Task statement
Starting at the beginning of the listing and ending at the line that contains "22 285 L 20", copy out every line, requests included. Multiply each coordinate in the answer outlines by 1.15 and round it to a whole number, with halves rounding up.

Data shown
**********
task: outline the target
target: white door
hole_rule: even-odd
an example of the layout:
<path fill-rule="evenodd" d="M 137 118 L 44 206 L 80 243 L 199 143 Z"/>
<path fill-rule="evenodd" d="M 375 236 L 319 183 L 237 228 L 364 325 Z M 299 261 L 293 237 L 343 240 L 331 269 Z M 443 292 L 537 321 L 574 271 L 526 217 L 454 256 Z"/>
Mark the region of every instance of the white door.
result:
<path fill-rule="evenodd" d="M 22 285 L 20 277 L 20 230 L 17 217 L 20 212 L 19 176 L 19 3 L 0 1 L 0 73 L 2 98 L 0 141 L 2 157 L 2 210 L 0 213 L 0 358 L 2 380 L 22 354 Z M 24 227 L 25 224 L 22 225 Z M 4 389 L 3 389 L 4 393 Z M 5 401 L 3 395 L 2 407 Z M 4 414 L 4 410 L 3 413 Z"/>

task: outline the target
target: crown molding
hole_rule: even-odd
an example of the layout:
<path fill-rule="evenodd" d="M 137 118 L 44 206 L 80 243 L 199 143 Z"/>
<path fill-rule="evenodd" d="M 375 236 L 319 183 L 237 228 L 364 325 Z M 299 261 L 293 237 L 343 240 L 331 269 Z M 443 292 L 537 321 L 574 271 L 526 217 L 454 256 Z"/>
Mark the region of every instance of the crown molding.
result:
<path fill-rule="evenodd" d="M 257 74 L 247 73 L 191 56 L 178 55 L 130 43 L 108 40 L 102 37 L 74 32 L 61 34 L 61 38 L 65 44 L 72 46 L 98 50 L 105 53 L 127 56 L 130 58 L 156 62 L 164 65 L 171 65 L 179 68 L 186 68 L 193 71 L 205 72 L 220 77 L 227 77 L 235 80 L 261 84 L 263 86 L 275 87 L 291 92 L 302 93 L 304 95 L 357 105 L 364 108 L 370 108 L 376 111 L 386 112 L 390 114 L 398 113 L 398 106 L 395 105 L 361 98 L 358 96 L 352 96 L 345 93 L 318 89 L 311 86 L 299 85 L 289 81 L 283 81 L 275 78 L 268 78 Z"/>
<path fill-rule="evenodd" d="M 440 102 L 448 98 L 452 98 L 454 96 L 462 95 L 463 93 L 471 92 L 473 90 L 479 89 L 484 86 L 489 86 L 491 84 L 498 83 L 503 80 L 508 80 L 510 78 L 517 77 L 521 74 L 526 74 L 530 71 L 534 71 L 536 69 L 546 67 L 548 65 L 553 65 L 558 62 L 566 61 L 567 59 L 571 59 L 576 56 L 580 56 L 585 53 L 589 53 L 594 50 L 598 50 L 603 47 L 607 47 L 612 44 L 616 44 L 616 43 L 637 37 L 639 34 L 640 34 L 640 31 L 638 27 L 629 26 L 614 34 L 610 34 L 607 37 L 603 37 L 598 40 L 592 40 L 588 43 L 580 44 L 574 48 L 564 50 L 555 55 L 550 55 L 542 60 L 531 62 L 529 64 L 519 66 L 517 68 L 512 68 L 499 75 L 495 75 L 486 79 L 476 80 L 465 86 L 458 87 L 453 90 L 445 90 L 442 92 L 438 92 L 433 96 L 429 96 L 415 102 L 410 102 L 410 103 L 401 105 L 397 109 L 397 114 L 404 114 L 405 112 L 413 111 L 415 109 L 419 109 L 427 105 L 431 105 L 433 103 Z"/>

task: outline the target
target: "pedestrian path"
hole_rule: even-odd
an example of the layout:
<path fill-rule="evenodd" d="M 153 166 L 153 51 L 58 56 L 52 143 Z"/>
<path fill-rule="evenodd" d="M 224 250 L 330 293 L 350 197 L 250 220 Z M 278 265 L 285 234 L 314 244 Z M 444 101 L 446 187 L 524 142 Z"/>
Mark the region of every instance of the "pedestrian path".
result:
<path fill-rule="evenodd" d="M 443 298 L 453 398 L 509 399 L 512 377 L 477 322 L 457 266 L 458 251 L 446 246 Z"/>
**********
Task response
task: outline the target
target: white door
hole_rule: even-odd
an example of the layout:
<path fill-rule="evenodd" d="M 137 118 L 44 206 L 80 243 L 199 143 Z"/>
<path fill-rule="evenodd" d="M 375 236 L 319 183 L 237 228 L 364 325 Z M 299 261 L 293 237 L 343 240 L 331 269 Z M 443 292 L 537 321 L 574 271 L 526 217 L 454 256 Z"/>
Mark the region of every instance of the white door.
result:
<path fill-rule="evenodd" d="M 25 328 L 23 319 L 23 265 L 20 250 L 23 244 L 22 202 L 22 3 L 0 1 L 0 84 L 2 113 L 0 162 L 2 181 L 2 242 L 0 245 L 0 412 L 2 437 L 25 407 Z M 28 261 L 29 258 L 25 259 Z M 5 447 L 3 447 L 5 452 Z M 6 461 L 3 454 L 2 468 Z M 5 476 L 5 472 L 3 475 Z"/>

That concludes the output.